● **Task description**: Reproduce the records verbatim from the line containing "Provide the polygon of every instance of the short" through the line containing "Segment each instance of the short", including both of those lines. Omit any pictures from the copy.

● **Records shown**:

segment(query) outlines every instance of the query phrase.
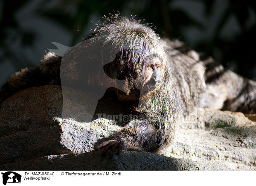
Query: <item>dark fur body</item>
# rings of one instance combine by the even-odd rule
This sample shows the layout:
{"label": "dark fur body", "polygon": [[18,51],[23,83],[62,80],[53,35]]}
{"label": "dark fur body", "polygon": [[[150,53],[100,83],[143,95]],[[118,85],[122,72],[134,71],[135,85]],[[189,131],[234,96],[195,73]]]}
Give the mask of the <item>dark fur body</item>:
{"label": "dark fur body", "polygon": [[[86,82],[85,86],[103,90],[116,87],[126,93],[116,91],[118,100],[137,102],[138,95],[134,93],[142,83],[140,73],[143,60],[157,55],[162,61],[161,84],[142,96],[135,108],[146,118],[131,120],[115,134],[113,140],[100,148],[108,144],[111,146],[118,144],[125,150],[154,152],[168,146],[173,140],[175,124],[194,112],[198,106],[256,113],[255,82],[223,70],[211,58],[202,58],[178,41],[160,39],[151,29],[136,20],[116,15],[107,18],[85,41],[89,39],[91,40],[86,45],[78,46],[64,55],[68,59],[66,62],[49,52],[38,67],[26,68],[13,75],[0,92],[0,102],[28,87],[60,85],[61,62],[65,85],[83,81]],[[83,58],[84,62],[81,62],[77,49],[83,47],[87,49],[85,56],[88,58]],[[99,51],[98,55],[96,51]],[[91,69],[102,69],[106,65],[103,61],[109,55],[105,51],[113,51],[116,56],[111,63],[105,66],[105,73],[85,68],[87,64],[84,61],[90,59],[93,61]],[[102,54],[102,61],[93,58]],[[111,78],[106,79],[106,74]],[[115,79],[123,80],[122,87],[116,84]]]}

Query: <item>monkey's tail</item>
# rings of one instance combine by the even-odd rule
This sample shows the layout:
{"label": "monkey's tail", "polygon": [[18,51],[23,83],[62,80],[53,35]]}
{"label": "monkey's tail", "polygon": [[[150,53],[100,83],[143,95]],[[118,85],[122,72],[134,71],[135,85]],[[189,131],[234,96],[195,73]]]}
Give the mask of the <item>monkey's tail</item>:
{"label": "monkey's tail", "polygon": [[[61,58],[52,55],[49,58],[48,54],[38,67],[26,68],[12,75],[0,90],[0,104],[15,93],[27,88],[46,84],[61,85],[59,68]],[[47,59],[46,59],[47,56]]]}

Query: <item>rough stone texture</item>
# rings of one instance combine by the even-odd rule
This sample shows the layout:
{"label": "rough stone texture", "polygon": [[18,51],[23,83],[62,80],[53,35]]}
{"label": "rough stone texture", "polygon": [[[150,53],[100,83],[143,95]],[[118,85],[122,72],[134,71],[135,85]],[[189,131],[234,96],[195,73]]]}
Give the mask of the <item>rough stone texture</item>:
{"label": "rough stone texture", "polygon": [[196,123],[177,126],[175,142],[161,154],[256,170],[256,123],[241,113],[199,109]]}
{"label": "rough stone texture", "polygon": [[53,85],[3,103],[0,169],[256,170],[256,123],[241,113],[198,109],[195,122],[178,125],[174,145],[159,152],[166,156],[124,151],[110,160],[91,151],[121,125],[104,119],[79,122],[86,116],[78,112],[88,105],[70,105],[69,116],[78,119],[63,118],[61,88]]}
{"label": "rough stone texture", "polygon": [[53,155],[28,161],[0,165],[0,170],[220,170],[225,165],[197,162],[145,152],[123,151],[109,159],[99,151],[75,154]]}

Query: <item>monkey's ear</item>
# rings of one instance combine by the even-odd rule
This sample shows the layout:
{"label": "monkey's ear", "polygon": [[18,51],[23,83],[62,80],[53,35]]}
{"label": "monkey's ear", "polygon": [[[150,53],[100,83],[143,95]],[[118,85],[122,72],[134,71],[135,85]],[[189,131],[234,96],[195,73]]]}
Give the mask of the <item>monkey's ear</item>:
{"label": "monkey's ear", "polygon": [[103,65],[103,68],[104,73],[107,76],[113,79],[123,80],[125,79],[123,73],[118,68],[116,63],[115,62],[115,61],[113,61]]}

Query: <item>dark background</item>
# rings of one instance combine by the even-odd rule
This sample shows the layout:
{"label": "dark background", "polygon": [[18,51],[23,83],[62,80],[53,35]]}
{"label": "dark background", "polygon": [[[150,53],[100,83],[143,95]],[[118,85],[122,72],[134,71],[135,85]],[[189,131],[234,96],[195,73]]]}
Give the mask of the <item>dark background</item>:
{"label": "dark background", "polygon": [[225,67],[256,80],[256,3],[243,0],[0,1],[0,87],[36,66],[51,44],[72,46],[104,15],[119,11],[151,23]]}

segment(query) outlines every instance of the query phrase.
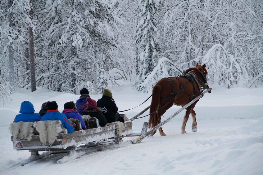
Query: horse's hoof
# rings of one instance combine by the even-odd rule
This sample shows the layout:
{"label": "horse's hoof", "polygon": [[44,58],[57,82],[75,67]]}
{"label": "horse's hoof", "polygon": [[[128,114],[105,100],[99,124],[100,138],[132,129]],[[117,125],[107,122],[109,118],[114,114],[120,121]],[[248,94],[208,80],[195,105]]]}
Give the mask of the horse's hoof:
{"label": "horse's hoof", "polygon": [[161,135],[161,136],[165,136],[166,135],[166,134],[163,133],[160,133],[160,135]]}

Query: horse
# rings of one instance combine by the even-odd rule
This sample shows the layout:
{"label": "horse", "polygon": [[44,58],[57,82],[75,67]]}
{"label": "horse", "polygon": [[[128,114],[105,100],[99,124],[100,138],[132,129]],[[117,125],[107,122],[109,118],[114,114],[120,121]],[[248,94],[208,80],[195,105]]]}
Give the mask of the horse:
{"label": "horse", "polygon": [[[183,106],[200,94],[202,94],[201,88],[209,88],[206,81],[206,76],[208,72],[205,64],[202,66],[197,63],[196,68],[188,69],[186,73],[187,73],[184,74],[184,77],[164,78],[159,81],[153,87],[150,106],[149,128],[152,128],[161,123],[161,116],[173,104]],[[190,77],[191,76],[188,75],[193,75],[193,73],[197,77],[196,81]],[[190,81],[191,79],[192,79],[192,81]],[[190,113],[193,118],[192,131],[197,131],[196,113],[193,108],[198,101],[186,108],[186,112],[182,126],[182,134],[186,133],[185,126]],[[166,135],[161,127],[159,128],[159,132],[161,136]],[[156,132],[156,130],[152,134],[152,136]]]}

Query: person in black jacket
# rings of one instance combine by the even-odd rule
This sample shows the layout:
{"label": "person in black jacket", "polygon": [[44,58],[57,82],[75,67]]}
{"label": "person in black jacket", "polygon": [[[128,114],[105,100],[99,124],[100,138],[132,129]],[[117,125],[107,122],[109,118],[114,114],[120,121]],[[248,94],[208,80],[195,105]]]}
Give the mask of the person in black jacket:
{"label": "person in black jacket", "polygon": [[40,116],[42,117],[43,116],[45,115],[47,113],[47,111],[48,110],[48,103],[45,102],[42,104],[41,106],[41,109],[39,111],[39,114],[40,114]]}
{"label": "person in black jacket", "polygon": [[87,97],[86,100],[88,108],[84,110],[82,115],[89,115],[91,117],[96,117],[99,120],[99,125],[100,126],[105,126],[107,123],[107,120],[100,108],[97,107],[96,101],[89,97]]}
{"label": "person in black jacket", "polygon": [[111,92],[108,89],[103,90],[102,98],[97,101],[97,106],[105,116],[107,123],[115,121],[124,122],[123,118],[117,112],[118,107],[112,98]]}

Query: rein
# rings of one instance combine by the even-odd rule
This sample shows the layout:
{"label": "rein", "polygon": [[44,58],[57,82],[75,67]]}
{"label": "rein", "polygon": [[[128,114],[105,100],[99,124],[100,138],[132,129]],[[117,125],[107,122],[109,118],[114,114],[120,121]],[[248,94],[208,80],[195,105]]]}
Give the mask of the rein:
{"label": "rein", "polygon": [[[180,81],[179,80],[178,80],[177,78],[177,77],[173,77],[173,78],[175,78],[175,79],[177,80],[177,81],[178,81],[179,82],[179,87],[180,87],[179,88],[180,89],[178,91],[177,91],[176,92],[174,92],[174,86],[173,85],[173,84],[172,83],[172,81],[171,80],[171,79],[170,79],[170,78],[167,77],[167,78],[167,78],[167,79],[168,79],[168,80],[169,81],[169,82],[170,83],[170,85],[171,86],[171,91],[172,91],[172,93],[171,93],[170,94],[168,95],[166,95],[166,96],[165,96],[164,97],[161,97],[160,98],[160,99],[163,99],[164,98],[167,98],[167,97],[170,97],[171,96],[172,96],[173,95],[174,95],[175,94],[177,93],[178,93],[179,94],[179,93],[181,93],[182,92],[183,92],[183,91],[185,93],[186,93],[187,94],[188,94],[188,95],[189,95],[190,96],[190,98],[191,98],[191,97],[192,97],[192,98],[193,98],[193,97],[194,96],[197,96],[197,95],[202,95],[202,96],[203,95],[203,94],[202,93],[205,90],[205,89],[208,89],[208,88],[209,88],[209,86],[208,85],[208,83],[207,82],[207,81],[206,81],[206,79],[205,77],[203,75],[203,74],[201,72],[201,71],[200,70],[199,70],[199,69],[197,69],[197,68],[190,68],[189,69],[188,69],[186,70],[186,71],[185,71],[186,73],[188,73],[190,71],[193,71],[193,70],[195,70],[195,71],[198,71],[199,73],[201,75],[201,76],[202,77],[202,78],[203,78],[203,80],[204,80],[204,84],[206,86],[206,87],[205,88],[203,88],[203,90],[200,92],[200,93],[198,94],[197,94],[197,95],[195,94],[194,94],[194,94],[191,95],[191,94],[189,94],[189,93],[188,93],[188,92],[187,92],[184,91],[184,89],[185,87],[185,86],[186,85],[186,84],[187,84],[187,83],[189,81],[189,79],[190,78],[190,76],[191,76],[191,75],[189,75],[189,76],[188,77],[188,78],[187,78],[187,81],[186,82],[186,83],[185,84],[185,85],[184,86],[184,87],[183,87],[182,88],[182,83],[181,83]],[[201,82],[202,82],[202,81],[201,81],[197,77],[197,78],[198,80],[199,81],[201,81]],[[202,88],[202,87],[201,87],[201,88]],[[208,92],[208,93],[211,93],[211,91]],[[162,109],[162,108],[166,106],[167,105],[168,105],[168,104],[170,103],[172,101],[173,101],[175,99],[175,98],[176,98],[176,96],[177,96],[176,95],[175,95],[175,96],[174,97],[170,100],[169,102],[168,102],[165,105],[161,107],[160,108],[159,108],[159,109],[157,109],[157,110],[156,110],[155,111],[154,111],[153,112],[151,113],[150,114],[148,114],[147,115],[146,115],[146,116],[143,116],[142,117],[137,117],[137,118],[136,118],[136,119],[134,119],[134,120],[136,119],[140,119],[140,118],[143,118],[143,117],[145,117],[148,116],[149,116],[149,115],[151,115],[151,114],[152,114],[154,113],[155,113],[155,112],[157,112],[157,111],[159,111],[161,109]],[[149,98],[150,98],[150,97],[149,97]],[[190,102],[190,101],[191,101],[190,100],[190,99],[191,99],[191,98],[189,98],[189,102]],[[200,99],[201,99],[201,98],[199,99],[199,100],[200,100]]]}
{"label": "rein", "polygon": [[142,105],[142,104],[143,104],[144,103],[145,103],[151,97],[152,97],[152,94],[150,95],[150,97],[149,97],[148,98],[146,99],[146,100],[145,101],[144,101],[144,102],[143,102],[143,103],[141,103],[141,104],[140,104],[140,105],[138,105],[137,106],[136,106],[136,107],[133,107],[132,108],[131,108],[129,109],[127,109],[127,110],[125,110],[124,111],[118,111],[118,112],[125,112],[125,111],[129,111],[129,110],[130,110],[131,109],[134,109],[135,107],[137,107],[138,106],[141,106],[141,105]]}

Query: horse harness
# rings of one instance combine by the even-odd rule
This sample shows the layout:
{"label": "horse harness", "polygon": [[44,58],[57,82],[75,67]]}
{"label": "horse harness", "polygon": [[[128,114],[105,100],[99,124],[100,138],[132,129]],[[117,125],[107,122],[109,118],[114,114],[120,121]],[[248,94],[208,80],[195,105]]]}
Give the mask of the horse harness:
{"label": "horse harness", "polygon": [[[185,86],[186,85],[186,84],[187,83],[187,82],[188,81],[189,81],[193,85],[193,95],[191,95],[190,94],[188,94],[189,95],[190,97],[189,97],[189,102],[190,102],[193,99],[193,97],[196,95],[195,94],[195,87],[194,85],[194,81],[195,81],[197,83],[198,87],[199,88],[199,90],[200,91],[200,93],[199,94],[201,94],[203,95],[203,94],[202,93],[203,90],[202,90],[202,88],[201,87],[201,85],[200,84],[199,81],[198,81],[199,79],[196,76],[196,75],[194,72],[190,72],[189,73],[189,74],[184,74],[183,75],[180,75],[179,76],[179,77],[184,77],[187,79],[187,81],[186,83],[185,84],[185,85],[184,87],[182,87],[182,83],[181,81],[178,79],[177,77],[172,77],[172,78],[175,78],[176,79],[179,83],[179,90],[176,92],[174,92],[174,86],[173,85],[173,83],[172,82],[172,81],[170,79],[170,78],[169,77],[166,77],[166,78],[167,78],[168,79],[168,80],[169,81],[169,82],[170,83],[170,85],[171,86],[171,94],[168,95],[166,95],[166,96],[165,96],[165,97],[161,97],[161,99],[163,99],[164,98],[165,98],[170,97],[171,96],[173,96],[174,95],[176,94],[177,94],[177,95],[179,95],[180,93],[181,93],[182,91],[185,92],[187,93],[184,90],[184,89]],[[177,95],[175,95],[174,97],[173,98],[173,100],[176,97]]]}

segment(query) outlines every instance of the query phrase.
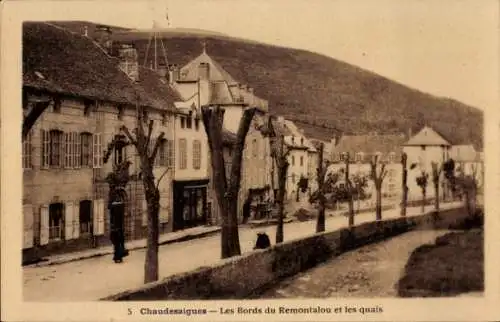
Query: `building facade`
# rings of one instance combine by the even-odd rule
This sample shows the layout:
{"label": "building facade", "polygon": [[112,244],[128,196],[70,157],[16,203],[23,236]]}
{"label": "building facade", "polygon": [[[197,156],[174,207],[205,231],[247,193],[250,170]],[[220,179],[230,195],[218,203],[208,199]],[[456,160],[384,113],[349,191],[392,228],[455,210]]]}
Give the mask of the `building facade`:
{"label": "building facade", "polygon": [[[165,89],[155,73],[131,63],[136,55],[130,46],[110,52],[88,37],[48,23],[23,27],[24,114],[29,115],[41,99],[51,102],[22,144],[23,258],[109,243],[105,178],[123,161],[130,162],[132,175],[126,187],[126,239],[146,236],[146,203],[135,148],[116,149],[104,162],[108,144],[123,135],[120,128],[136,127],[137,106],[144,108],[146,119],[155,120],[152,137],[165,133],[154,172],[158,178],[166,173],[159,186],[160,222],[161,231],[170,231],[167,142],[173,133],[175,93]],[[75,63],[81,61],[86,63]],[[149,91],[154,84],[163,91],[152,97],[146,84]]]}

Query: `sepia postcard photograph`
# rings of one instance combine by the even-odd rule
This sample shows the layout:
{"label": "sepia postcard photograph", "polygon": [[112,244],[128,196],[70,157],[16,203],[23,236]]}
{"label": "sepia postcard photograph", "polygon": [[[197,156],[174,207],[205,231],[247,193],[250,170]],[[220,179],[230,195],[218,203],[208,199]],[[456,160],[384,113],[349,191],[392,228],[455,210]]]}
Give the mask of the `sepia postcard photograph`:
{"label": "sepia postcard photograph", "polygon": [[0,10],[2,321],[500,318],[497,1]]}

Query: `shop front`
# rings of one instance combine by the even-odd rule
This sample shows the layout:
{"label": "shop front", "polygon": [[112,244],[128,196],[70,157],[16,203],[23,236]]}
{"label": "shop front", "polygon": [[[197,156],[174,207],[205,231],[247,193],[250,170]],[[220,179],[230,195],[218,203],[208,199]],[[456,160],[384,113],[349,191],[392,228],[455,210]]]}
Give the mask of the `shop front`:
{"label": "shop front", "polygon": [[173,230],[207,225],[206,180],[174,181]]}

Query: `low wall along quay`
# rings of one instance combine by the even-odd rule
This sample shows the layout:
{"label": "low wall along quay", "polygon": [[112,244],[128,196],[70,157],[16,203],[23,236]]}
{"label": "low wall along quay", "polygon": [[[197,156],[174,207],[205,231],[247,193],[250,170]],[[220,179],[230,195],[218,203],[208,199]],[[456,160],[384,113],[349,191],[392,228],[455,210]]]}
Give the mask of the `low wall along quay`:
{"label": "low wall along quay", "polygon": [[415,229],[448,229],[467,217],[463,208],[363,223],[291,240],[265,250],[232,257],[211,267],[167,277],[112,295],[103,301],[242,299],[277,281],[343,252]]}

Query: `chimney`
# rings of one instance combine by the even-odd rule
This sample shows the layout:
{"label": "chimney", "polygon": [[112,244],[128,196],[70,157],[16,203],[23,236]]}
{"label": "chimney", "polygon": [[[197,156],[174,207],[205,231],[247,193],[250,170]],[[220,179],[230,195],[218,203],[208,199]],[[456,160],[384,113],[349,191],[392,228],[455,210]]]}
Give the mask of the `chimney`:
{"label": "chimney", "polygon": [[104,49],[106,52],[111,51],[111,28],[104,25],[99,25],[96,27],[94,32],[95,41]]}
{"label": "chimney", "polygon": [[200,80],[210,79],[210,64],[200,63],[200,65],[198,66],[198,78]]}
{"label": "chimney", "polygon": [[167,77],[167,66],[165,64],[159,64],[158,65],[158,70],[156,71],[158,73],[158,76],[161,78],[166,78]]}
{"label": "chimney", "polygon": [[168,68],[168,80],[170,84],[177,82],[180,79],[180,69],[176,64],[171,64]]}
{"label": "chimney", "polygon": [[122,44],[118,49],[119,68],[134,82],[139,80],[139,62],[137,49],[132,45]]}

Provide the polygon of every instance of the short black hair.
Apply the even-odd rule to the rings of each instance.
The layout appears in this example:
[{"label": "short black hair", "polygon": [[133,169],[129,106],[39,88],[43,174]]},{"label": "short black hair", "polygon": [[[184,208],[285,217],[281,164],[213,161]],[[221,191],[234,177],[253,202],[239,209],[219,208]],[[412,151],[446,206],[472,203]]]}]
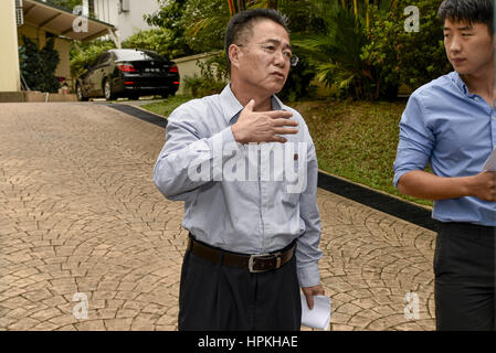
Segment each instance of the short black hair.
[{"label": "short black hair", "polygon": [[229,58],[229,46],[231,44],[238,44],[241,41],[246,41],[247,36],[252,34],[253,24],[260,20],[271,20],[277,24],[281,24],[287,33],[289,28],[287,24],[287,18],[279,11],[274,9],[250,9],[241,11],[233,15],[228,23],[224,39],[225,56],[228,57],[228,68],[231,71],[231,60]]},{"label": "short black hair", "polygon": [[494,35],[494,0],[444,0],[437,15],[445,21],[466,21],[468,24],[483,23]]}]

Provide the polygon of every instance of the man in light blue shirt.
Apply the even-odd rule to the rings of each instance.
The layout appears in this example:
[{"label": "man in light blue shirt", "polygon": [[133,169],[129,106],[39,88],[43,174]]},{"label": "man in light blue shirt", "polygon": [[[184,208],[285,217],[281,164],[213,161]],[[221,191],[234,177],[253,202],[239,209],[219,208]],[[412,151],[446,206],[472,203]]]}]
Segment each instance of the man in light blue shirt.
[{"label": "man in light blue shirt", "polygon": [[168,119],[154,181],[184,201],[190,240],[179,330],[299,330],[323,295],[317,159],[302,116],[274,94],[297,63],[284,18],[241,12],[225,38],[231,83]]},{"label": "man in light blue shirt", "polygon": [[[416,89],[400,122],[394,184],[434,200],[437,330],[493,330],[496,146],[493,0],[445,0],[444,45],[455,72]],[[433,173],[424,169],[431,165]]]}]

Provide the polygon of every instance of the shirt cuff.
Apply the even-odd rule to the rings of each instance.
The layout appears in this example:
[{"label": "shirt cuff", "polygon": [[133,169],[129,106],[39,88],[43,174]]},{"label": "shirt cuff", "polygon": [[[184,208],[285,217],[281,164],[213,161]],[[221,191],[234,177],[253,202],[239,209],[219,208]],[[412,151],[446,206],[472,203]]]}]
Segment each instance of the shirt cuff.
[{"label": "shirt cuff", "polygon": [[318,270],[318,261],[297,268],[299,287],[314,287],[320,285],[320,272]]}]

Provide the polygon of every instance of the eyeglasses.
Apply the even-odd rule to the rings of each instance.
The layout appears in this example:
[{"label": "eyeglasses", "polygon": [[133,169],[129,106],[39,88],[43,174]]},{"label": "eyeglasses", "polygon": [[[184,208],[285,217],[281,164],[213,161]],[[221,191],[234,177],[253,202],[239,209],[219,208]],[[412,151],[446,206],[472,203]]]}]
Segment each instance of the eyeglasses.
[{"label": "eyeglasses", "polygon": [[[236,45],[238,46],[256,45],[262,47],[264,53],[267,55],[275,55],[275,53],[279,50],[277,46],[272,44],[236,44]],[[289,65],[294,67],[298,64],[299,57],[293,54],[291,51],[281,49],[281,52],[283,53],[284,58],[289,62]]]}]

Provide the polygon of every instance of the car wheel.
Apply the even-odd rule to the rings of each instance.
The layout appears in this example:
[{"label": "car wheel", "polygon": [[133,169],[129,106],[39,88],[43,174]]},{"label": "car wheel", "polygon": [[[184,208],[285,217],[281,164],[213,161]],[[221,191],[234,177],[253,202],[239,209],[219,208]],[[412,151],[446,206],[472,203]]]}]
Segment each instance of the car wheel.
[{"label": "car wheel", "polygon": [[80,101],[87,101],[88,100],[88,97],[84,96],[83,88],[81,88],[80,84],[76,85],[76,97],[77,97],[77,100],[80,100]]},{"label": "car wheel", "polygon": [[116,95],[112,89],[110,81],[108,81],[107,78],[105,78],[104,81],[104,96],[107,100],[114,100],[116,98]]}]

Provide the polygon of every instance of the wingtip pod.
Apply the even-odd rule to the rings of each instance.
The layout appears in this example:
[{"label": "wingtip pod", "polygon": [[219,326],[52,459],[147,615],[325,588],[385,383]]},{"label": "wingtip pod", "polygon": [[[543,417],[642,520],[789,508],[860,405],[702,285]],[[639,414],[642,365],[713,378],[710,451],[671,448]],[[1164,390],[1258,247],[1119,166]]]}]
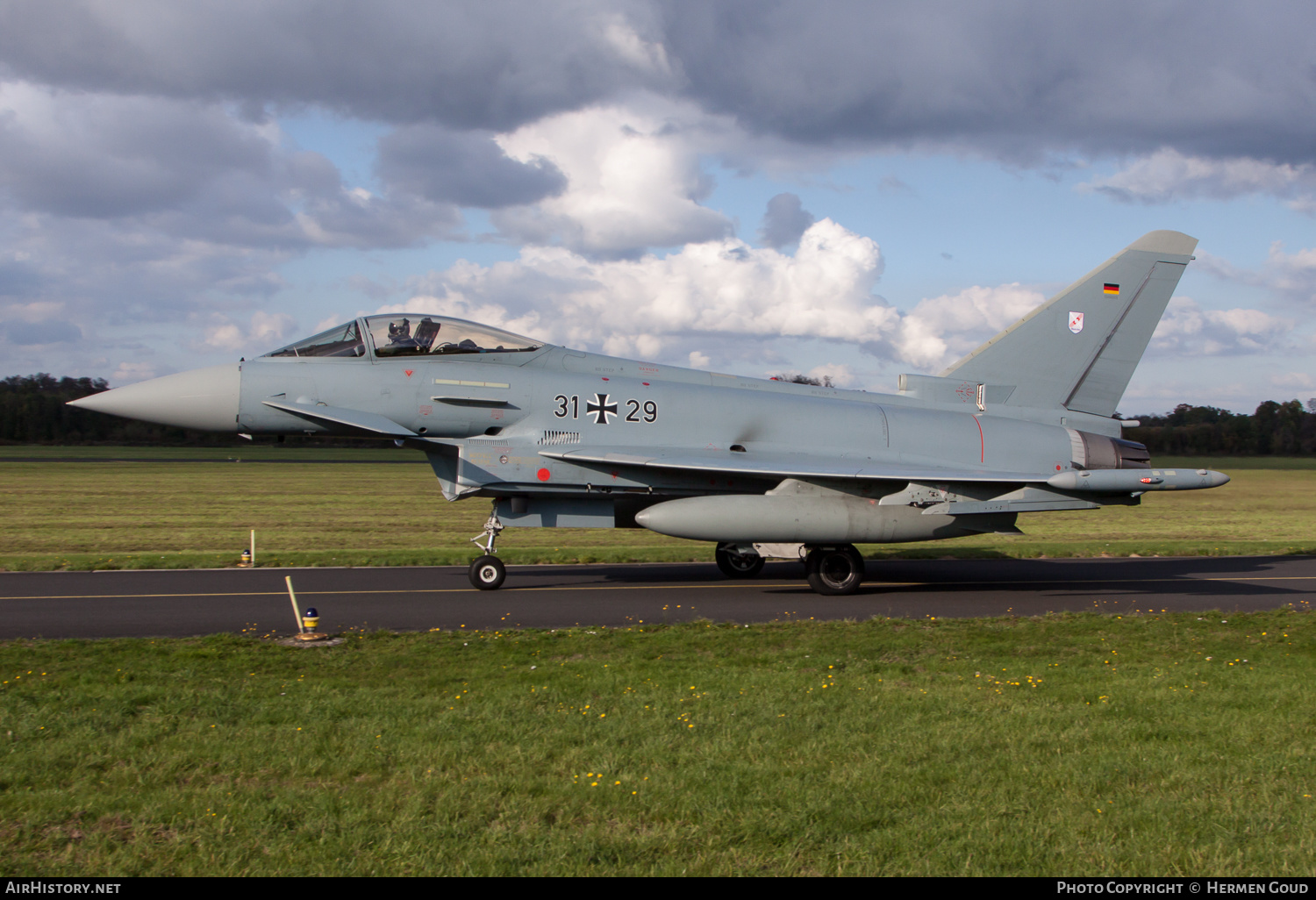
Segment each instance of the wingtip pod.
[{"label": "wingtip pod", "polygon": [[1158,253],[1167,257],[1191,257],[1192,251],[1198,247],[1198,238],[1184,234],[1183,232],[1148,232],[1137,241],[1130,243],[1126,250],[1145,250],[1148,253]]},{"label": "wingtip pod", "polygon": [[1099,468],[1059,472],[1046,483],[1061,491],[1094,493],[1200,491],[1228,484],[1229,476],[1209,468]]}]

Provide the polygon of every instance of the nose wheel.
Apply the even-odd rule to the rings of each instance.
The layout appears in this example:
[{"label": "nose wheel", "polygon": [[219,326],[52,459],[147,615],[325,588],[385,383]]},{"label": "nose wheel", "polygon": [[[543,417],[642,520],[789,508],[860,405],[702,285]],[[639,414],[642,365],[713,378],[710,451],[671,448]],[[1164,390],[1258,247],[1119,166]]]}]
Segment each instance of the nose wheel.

● **Completed task**:
Provide the polygon of every instance of the short black hair.
Apply the even-odd rule to the rings of each instance.
The layout appears in this example:
[{"label": "short black hair", "polygon": [[133,169],[129,106],[39,88],[43,174]]},{"label": "short black hair", "polygon": [[[184,208],[285,217],[281,164],[213,161]],[[221,191],[234,177],[253,202],[239,209],[219,208]],[[412,151],[446,206],[472,203]]]}]
Segment each instance of the short black hair.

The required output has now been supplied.